## About this task
Output the records below verbatim, minus the pictures.

======== Material provided ========

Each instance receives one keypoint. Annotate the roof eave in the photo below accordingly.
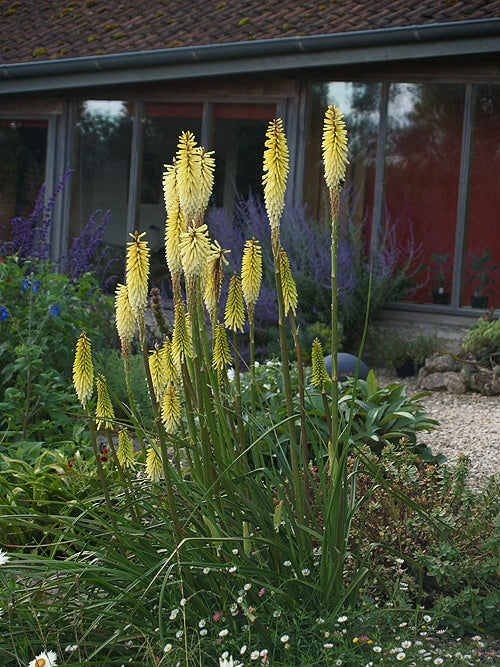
(391, 44)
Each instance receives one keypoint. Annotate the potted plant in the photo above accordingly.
(440, 269)
(480, 275)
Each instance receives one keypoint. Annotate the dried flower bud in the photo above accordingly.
(234, 315)
(83, 370)
(334, 147)
(275, 171)
(104, 413)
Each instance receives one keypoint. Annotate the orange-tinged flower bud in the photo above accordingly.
(334, 147)
(234, 314)
(137, 272)
(104, 412)
(83, 370)
(275, 171)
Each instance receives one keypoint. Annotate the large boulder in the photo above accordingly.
(346, 366)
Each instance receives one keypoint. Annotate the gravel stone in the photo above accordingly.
(469, 424)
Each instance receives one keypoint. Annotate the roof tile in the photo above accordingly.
(49, 29)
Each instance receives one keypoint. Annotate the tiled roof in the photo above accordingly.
(36, 30)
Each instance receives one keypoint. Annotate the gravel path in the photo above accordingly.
(469, 424)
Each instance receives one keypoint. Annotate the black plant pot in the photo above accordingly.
(441, 297)
(407, 368)
(479, 301)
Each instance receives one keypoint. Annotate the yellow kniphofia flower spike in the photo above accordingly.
(290, 297)
(334, 147)
(104, 412)
(125, 320)
(275, 171)
(170, 409)
(83, 369)
(234, 314)
(188, 172)
(318, 373)
(137, 273)
(251, 273)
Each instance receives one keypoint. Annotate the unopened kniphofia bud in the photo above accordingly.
(125, 451)
(188, 173)
(104, 412)
(182, 346)
(251, 274)
(221, 356)
(154, 465)
(288, 286)
(215, 275)
(83, 370)
(137, 273)
(157, 374)
(234, 314)
(318, 372)
(275, 171)
(334, 148)
(125, 319)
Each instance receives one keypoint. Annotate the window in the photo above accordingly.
(359, 102)
(422, 169)
(102, 165)
(23, 147)
(482, 247)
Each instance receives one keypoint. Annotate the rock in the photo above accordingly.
(346, 366)
(441, 363)
(448, 381)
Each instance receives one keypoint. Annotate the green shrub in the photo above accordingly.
(41, 314)
(483, 340)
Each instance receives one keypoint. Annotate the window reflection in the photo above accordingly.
(359, 102)
(102, 162)
(482, 249)
(23, 147)
(424, 137)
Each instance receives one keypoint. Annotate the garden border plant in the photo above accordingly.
(219, 531)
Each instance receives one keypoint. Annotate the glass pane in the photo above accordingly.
(239, 135)
(163, 125)
(23, 150)
(102, 163)
(482, 253)
(424, 137)
(359, 102)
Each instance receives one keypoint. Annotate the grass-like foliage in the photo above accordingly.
(247, 515)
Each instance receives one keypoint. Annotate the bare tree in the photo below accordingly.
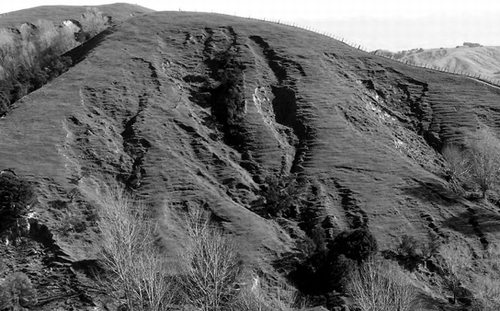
(381, 286)
(485, 157)
(126, 249)
(211, 265)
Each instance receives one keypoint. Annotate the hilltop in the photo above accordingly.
(59, 13)
(206, 111)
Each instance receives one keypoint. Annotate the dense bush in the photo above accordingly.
(16, 196)
(358, 244)
(412, 252)
(32, 55)
(281, 196)
(16, 292)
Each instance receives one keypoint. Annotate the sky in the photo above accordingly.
(384, 24)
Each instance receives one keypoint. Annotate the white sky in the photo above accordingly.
(386, 24)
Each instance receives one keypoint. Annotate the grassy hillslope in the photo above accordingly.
(58, 13)
(196, 110)
(478, 60)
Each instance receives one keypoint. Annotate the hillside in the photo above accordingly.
(484, 60)
(193, 110)
(59, 13)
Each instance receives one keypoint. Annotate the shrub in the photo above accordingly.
(358, 244)
(16, 196)
(211, 266)
(381, 286)
(459, 163)
(456, 261)
(17, 292)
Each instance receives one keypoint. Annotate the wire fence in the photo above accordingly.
(473, 75)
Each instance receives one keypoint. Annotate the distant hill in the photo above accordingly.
(58, 13)
(484, 60)
(302, 149)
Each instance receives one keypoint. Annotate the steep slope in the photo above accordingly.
(196, 110)
(476, 60)
(58, 13)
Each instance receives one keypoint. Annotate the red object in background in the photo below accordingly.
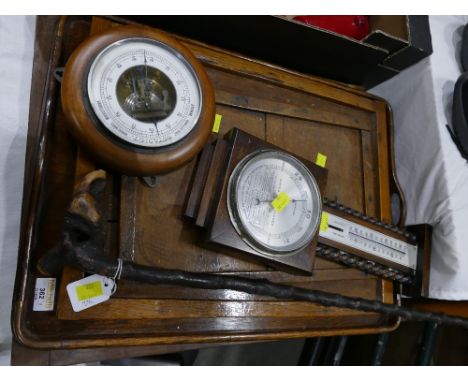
(356, 27)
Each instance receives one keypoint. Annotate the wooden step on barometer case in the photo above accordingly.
(297, 113)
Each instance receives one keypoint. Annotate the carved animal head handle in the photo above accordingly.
(83, 235)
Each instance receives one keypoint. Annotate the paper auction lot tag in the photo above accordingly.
(90, 291)
(44, 294)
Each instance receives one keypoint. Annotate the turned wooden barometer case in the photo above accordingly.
(137, 100)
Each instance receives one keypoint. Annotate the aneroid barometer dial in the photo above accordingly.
(274, 202)
(138, 100)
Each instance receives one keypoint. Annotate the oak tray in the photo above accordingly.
(301, 114)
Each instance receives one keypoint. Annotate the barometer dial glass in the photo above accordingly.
(144, 92)
(274, 202)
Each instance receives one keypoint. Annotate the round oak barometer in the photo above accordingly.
(137, 100)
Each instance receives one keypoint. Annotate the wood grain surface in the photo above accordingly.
(302, 114)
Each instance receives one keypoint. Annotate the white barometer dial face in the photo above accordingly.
(274, 202)
(144, 92)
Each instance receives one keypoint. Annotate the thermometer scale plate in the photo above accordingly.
(375, 244)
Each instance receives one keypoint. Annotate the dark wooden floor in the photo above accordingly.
(404, 346)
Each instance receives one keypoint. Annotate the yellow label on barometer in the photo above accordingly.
(324, 222)
(281, 201)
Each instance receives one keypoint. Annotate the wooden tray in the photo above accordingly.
(301, 114)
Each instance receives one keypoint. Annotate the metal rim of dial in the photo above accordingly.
(241, 222)
(134, 157)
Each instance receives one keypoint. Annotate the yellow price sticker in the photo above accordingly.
(217, 123)
(281, 201)
(324, 222)
(91, 290)
(321, 160)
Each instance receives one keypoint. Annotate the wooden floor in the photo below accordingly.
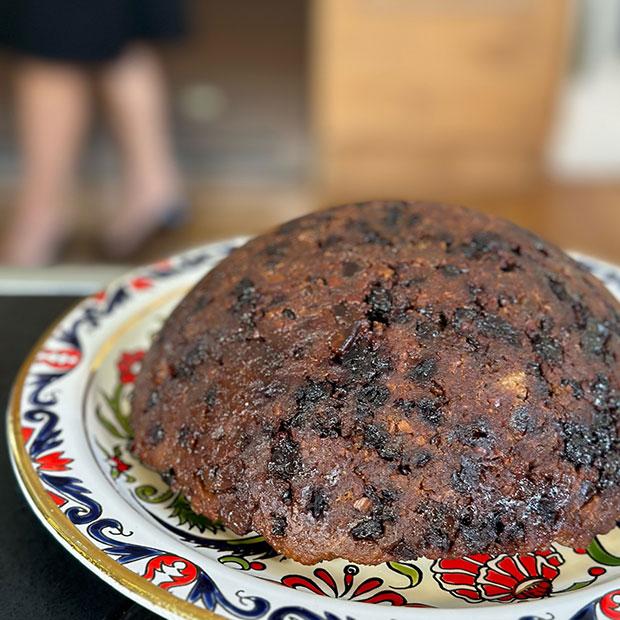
(583, 217)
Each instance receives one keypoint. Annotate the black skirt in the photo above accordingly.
(86, 30)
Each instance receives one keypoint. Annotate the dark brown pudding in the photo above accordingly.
(389, 380)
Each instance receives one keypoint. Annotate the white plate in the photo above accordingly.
(70, 447)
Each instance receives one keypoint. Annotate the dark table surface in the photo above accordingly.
(40, 579)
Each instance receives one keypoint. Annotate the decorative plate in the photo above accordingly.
(70, 435)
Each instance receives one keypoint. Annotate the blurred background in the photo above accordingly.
(279, 107)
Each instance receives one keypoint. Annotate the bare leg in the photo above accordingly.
(52, 105)
(134, 91)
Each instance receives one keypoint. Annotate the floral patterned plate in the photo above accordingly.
(69, 434)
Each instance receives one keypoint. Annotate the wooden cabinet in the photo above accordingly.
(417, 97)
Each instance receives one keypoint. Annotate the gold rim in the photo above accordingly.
(60, 525)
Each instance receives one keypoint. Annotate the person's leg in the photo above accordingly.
(134, 92)
(52, 107)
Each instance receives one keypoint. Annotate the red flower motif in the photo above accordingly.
(504, 578)
(129, 366)
(54, 461)
(610, 605)
(170, 571)
(119, 464)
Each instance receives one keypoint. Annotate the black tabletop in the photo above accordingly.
(39, 578)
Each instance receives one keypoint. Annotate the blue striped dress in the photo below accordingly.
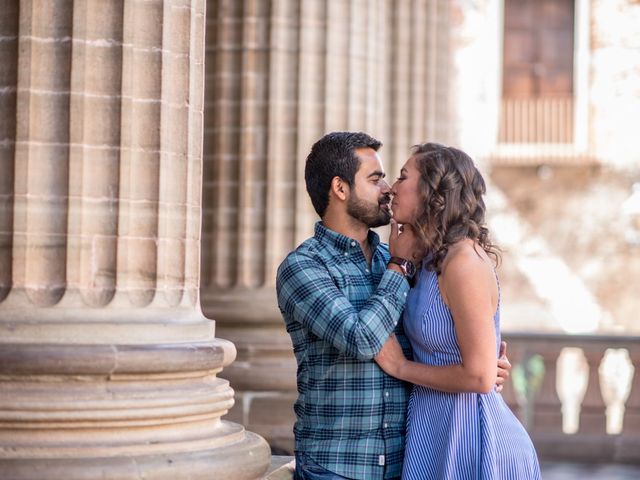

========

## Response
Each instance receives one keypoint. Annotate the roof eave in the photo below accordingly.
(391, 44)
Each instance receives one keypoint. Annotate the potted plant in the photo above accordingly.
(440, 269)
(480, 275)
Each instance receives one keypoint. Annotate the dried flower bud in the photo above accordingly.
(234, 315)
(83, 370)
(334, 147)
(275, 171)
(104, 413)
Each instance receives one keypoint. Annotate the orange-tinged flower bud in the photo above accordingly.
(334, 147)
(234, 314)
(137, 272)
(104, 412)
(83, 370)
(275, 171)
Each instance receives one keypoint. Annotate the large boulder in the photo above accordingly.
(346, 366)
Each instance receives one keypoint. Annotate the gravel stone in the photo above accordingly.
(469, 424)
Each instance receives one keypoint. Annotate the roof tile in the photo above accordingly.
(49, 29)
Each instance receives one keypoint. Annotate the tiled roof in the photo above accordingly.
(36, 30)
Each instance receives one keypoint. Annotate the gravel path in the photo above accordingly.
(469, 424)
Each instance receives one keypoint. Annotate the black plant pot in the photo above accordingly.
(441, 297)
(407, 368)
(479, 301)
Each instance receives one keypoint. Annotate the yellow kniphofia flower spike in the photo above accordingly.
(290, 297)
(334, 147)
(104, 412)
(125, 320)
(275, 171)
(170, 409)
(83, 369)
(234, 314)
(188, 172)
(318, 373)
(137, 273)
(251, 273)
Each instance receives one keypoint. Annotate the unopened kniphofia bud in the photo above accordingly.
(125, 451)
(188, 173)
(104, 412)
(182, 346)
(251, 274)
(221, 356)
(154, 465)
(288, 286)
(215, 275)
(83, 370)
(137, 273)
(157, 374)
(234, 314)
(318, 372)
(275, 171)
(334, 148)
(125, 319)
Each instance receives one keypoint. Annotate the window in the photo above accordingly.
(359, 102)
(422, 169)
(102, 165)
(23, 147)
(482, 247)
Each instance receives one keypoint. Annotate the rock in the photo above accordingly.
(346, 366)
(441, 363)
(448, 381)
Each instance receives one keypoint. Annotate the green shrub in the photo above accordingly.
(41, 314)
(483, 340)
Each instance receives one keypoint. Annotate the window reflection in the photo above accordingly.
(359, 102)
(102, 162)
(482, 249)
(23, 147)
(424, 137)
Each instance receives one keypoint. Annotate the garden border plant in the photo above accordingly.
(219, 531)
Each instance receives one keypoint. Annotate the glass pane in the photo above accordingly.
(239, 135)
(163, 125)
(23, 150)
(102, 163)
(482, 253)
(424, 137)
(359, 102)
Each instance receives one keypoint. Annotate the grass-like foliage in the photo above accordingly.
(247, 515)
Each instance receives one keypoint. Annotate the bare tree in the photo below accordingly.
(381, 286)
(485, 157)
(126, 249)
(211, 265)
Each instance receives one keypoint. Annotate the hilltop in the photo above accordingly.
(59, 13)
(206, 111)
Each instance receives one keypoint. Annotate the dense bush in the photo above accordingly.
(16, 196)
(358, 244)
(412, 252)
(32, 55)
(281, 196)
(16, 292)
Each instance receives one keypoint. Annotate the sky in the photo above accordingly.
(384, 24)
Each instance receives one keypoint. Annotate the white sky in the photo above accordingly.
(386, 24)
Each instance receives one keypoint. Annotate the grassy hillslope in the photo above accordingly.
(58, 13)
(196, 110)
(478, 60)
Each instance receives one keypoint. Annotate the hillside in the photo above accordingly.
(484, 60)
(193, 110)
(59, 13)
Each instance receives one keypoint. Annotate the shrub in the photo above accordingly.
(358, 244)
(16, 196)
(211, 266)
(381, 286)
(459, 163)
(456, 261)
(17, 292)
Each instance receives one keypoint. Annotate the wire fence in the photo above accordingly.
(473, 75)
Each instance receives one keypoint. Annotate the distant hill in the photo above accordingly.
(58, 13)
(484, 60)
(302, 149)
Each instance receives one keypoint. Annotate the steep slope in the photo above accordingly.
(196, 110)
(476, 60)
(58, 13)
Each instance receives one keypoint. Annotate the red object in background in the photo below accordingly.
(356, 27)
Each instance receives one keypoint. Annotate the wooden step on barometer case in the photo above accordingly.
(297, 113)
Each instance receives one keypoint. Annotate the carved animal head handle in the photo above accordingly.
(83, 235)
Each instance receives one keypoint. Annotate the paper auction lot tag in the photo above accordingly.
(90, 291)
(44, 294)
Each instance receives one keypoint. Annotate the turned wooden barometer case in the photo above accordingly.
(137, 100)
Each instance receives one keypoint. Annotate the aneroid barometer dial in the photo above accordingly.
(274, 202)
(138, 100)
Each instance receives one keypoint. Annotate the oak tray in the photo above accordingly.
(301, 114)
Each instance receives one keypoint. Annotate the barometer dial glass in the photo above accordingly.
(144, 92)
(274, 202)
Each instance receives one keypoint. Annotate the round oak barometer in the photo above accordingly.
(137, 100)
Each instance receives one keypoint. Annotate the wood grain surface in the photo above accordingly.
(302, 114)
Each instance receives one keypoint. Annotate the white barometer dial face in the photo above accordingly.
(274, 202)
(144, 92)
Each instance receives one keypoint. Annotate the thermometer scale plate in the photo above accordingly.
(375, 244)
Each instance receives one keypoint. Annotate the dark wooden floor in the photo above accordingly.
(404, 346)
Each instance receives one keypoint. Annotate the yellow label on barometer in the photo above accordingly.
(324, 222)
(281, 201)
Each instance receives one keypoint. Annotate the wooden tray in the photo above accordingly.
(301, 114)
Each instance receives one keypoint. Annotate the metal rim of dial in the photo above accordingly.
(241, 222)
(134, 157)
Each instance receives one keypoint. Annotate the yellow price sticker in the photo above accordingly.
(217, 123)
(281, 201)
(324, 222)
(91, 290)
(321, 160)
Each instance receives one keypoint. Annotate the wooden floor in the photo below accordingly.
(583, 217)
Each instance receives one keypoint. Annotate the black skirt in the photo above accordingly.
(86, 30)
Each instance receives one keypoint. Annotate the dark brown pudding in the photo above accordingly.
(389, 380)
Each instance receives one keypoint. Annotate the white plate in the photo above accordingly.
(70, 447)
Each instance receives one keypoint. Annotate the dark table surface in the photo above accordingly.
(40, 579)
Each instance receives one keypoint. Annotate the decorative plate in the photo above accordingly.
(70, 435)
Each instance receives one keypoint. Annotate the blurred background in the photo above accordingly.
(279, 107)
Each instance receives one keypoint. Annotate the bare leg in the photo above accordingly.
(52, 105)
(134, 91)
Each instance receives one keypoint. Annotate the floral patterned plate in the photo above accordingly.
(69, 434)
Each instance receives one keypoint. Annotate the wooden cabinet in the photo above accordingly.
(417, 97)
Each instance receives one keypoint. Annotate the gold rim in the photo above accordingly.
(60, 525)
Each instance receives one keypoint. Annotate the person's leg in the photo above accordingly.
(134, 92)
(52, 107)
Each instance receives one keypoint. Annotate the red flower motif in the photo above accordingly.
(504, 578)
(129, 366)
(54, 461)
(610, 605)
(170, 571)
(119, 464)
Each instance receives one keypoint. Annotate the black tabletop in the photo above accordingly.
(39, 578)
Each instance receives one keypoint. Annotate the blue striped dress in the photo below accordingly.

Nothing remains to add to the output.